Dataset rows on where objects appear

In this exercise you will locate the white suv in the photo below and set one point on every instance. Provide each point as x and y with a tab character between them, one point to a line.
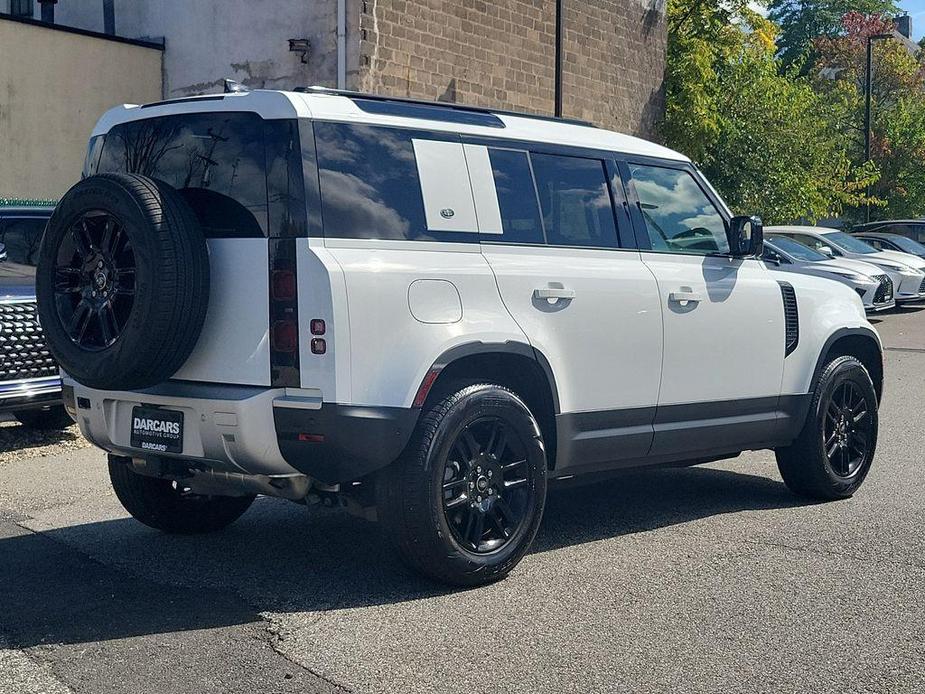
425	312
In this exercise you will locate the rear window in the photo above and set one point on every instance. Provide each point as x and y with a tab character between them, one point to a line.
241	175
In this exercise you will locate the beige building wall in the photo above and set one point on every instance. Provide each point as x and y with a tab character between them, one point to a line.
501	53
54	85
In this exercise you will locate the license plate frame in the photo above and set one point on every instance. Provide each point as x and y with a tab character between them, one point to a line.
157	429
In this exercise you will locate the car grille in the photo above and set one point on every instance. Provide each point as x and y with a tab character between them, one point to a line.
884	291
23	352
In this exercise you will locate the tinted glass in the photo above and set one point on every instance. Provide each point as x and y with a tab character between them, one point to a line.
369	184
22	238
795	249
520	212
847	242
216	160
575	201
678	215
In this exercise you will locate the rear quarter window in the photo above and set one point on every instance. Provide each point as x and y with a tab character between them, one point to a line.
370	187
241	175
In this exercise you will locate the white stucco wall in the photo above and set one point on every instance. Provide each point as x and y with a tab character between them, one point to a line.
208	40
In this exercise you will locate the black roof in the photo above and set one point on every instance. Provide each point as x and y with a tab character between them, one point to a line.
886	222
463	112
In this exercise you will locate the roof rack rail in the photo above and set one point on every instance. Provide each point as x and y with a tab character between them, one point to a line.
442	104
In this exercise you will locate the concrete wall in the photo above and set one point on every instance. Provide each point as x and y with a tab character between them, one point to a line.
207	41
53	87
502	53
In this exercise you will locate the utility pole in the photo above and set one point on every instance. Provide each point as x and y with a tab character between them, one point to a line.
558	86
868	90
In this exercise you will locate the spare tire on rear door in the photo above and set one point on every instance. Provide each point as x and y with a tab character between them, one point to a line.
122	281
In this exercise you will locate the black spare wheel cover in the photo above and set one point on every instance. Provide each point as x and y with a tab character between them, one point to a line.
122	281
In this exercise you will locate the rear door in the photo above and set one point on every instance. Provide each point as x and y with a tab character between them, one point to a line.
552	227
723	317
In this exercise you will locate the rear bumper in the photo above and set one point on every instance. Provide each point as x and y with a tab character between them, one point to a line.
254	430
30	394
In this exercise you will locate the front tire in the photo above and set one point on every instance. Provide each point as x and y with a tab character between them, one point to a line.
464	502
162	504
834	451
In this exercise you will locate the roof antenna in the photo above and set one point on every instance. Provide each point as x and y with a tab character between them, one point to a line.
232	87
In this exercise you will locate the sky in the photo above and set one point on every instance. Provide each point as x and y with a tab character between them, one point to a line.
916	8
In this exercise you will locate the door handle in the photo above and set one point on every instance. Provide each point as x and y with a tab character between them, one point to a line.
554	293
685	296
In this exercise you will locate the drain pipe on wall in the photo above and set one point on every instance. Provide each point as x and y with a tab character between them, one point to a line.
341	44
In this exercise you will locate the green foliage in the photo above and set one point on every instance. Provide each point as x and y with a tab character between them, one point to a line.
801	22
762	135
898	110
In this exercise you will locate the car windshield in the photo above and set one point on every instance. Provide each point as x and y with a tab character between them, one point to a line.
908	245
846	242
795	249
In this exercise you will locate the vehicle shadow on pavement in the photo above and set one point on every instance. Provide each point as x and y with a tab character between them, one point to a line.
115	579
16	437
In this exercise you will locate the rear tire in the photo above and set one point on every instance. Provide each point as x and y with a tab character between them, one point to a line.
160	504
464	502
52	419
834	451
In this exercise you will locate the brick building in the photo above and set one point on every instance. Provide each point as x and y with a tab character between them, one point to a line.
499	53
502	53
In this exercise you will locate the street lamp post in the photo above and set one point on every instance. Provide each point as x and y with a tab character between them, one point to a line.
868	89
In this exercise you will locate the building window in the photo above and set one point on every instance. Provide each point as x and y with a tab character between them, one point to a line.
22	8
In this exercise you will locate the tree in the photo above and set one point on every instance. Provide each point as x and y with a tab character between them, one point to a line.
801	22
898	109
762	137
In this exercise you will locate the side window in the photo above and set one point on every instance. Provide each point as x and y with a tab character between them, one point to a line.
22	237
575	201
520	212
370	187
678	215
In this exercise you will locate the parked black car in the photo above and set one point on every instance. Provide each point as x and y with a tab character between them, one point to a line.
883	241
30	384
910	228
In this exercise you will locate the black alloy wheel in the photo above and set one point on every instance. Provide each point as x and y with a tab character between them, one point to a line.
847	429
95	280
835	449
486	482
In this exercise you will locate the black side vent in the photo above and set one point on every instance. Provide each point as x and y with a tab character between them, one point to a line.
791	318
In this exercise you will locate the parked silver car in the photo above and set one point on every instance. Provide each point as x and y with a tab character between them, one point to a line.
907	271
870	282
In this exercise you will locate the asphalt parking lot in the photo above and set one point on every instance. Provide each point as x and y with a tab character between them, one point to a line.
704	579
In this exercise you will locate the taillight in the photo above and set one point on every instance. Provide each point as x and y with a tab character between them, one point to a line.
283	285
285	336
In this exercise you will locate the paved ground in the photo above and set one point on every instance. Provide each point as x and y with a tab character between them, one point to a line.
699	580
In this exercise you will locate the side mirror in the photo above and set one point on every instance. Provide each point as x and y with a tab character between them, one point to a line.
746	236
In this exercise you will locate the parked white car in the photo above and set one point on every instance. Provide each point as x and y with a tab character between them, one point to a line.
872	284
424	312
908	286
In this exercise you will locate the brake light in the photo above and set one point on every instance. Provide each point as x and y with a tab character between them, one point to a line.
285	336
283	285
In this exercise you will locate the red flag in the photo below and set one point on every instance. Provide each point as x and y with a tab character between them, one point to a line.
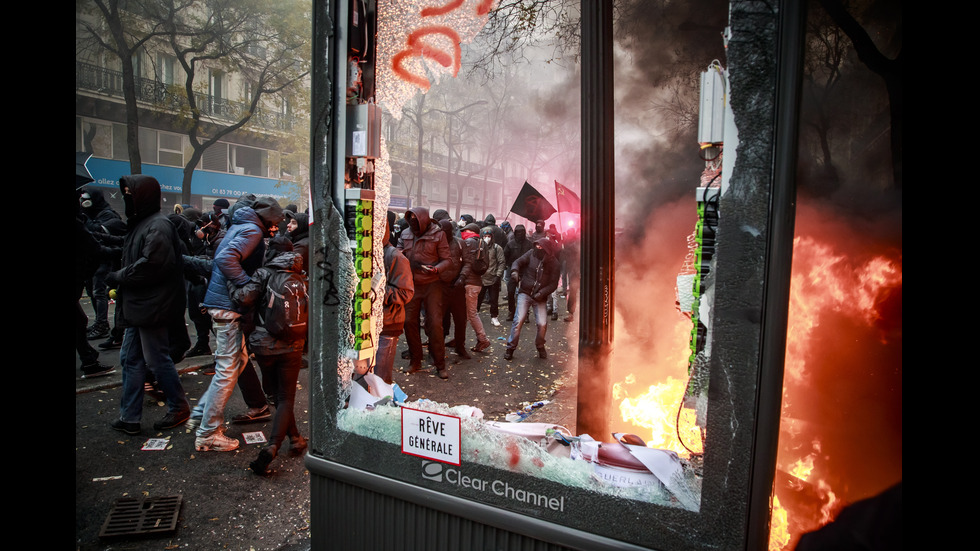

• [GIVEN PROBLEM]: Report how many lines above contain the string "window", matching case exactly. Give only the number.

• [FULL ANSWER]: 4